Write out exactly the line containing "Phrase: striped pole" along with each line that follows it in the records below, and no others.

________________________

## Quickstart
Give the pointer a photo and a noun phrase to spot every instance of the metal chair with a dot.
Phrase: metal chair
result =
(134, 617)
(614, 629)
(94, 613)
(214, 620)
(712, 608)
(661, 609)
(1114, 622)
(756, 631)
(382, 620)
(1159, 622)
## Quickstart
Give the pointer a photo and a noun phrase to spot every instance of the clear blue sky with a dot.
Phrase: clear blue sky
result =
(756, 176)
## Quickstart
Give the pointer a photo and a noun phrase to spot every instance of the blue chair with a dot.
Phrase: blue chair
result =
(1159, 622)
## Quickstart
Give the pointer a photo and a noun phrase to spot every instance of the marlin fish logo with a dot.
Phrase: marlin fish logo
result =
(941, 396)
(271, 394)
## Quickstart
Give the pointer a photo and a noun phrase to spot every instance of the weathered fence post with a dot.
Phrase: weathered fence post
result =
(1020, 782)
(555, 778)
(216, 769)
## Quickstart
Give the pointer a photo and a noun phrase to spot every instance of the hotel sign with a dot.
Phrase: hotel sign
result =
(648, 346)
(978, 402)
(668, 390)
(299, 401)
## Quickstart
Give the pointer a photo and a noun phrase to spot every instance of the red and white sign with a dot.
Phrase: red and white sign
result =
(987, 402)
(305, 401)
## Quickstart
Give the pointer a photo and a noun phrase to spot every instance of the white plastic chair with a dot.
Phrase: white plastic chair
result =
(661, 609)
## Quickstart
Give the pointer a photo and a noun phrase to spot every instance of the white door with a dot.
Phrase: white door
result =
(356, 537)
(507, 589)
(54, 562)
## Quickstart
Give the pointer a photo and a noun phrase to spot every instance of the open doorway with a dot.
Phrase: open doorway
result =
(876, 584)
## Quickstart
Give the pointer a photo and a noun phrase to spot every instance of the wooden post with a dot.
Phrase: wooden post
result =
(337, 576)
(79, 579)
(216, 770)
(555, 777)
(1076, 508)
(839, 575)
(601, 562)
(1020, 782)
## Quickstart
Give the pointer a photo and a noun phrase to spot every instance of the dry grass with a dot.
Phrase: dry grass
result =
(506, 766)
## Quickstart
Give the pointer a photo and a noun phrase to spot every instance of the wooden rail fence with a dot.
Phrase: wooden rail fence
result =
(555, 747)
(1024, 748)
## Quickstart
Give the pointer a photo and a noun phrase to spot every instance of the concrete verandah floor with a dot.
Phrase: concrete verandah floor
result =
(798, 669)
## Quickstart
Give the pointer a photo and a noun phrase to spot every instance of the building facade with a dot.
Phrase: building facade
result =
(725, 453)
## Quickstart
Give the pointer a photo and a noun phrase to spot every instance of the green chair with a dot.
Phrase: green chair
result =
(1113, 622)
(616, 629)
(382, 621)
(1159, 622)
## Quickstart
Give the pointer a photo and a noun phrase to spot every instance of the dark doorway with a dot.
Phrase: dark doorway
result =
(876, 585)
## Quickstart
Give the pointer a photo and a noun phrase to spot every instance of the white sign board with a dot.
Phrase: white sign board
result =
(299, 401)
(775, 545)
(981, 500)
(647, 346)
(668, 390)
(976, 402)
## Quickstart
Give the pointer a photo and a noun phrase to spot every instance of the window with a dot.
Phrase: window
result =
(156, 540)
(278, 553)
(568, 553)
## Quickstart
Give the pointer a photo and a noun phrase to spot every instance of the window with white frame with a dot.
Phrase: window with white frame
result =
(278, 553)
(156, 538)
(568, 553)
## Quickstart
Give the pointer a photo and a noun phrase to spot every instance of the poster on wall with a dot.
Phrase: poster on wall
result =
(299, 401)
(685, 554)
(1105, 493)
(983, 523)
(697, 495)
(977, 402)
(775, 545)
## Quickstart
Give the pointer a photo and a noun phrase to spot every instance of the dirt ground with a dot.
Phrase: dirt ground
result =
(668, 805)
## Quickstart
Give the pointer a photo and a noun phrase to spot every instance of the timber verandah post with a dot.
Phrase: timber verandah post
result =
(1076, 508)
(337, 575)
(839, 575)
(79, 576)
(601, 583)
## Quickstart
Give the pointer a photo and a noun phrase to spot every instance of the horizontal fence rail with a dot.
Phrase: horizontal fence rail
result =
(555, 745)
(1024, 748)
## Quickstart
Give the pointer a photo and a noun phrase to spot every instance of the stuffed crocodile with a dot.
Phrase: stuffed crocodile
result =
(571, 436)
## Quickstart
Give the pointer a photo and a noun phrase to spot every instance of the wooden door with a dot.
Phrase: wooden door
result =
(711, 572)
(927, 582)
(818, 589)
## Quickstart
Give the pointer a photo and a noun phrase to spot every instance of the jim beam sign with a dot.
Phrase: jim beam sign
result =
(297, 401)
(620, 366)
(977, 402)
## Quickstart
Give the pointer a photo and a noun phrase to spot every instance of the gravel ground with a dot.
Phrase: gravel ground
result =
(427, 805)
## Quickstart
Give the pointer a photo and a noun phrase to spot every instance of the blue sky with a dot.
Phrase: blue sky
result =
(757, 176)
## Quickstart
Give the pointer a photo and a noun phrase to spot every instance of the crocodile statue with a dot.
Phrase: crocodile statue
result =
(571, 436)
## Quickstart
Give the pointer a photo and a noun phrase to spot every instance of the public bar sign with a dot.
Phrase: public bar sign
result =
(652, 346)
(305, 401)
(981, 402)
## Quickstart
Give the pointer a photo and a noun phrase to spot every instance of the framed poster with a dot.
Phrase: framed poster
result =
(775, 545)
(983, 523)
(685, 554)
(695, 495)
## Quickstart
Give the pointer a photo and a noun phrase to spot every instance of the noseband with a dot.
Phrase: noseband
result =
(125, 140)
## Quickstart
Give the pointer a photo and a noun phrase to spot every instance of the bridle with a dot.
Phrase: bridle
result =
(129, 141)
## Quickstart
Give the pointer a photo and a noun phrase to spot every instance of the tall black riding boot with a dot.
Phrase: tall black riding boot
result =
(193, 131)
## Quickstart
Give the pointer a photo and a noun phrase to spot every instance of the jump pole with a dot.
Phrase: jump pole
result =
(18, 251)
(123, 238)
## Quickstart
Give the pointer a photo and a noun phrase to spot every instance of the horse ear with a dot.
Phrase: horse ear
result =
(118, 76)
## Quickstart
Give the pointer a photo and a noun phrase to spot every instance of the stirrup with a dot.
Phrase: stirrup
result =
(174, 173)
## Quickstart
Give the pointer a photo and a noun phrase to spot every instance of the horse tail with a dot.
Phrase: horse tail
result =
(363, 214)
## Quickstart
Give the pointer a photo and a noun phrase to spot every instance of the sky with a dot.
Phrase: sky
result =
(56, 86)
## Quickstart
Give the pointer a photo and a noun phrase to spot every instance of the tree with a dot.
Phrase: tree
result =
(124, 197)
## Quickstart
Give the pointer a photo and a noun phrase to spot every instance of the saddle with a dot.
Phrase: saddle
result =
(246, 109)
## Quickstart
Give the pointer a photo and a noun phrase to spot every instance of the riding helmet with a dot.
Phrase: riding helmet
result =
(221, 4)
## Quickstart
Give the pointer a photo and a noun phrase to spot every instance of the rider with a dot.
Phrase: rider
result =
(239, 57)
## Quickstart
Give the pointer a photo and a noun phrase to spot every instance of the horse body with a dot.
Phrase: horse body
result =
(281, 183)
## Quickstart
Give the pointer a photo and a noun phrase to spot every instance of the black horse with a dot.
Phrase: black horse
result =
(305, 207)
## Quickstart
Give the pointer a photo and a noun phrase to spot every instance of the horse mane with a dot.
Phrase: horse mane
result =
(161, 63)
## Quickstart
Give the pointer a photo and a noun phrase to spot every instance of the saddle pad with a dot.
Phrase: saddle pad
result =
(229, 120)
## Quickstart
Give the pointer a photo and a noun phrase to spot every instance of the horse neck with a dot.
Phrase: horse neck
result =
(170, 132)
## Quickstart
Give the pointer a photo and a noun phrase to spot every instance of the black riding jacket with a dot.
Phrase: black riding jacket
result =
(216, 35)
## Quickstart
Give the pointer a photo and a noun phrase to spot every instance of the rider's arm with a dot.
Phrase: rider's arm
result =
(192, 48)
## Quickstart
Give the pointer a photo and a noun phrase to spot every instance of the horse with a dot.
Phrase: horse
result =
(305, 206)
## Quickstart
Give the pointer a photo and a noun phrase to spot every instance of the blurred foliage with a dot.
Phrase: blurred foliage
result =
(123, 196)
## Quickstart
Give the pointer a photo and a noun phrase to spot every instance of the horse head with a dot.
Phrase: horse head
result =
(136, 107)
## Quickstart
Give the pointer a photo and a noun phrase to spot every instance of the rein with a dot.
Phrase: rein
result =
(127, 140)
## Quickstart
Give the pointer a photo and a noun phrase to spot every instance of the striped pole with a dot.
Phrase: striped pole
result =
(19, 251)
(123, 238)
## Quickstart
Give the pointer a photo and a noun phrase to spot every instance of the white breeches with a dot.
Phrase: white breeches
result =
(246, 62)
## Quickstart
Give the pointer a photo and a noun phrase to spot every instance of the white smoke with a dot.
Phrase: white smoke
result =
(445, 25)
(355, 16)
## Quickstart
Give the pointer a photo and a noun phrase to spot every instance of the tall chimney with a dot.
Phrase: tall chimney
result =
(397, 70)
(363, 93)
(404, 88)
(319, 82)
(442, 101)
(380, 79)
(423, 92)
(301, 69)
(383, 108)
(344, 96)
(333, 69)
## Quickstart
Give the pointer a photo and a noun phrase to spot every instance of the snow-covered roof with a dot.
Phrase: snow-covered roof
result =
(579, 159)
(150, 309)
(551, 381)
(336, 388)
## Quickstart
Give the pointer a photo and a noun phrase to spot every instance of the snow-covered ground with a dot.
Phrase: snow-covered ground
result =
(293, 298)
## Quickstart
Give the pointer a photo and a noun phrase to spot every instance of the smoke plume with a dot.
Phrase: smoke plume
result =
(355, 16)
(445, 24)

________________________

** Result for this task **
Phrase: striped pole
result =
(19, 251)
(123, 238)
## Quickstart
Give the pointer a photo and a noun phrase to spot every instance of the white breeches with a dot.
Phrase: white breeches
result =
(246, 62)
## Quickstart
Give the pointer a photo and a noun phrase to spot every instance of the white smoke with a dot.
Phrase: white smoke
result =
(445, 25)
(355, 16)
## Quickstart
Give the pointer a photo and a noun phrase to spot every instance of the tall chimney with a dot.
Phrase: tall chimney
result =
(397, 70)
(363, 93)
(404, 88)
(319, 82)
(442, 101)
(380, 79)
(423, 92)
(301, 69)
(383, 108)
(344, 96)
(333, 69)
## Quickstart
Give the pointer a photo and a noun phrase to spot every instance of the snow-covered roof with a dot.
Phrase: snow-covered roof
result =
(579, 159)
(150, 309)
(551, 381)
(336, 388)
## Quickstart
Give the pointer a photo and a noun phrase to spot every instance of the snow-covered ground with a dot.
Phrase: snow-covered ground
result =
(293, 298)
## Quickstart
Give the pointer a photo and a noun phrase to spot every instance of the smoke plume with a dot.
Phrase: smoke plume
result =
(355, 16)
(445, 24)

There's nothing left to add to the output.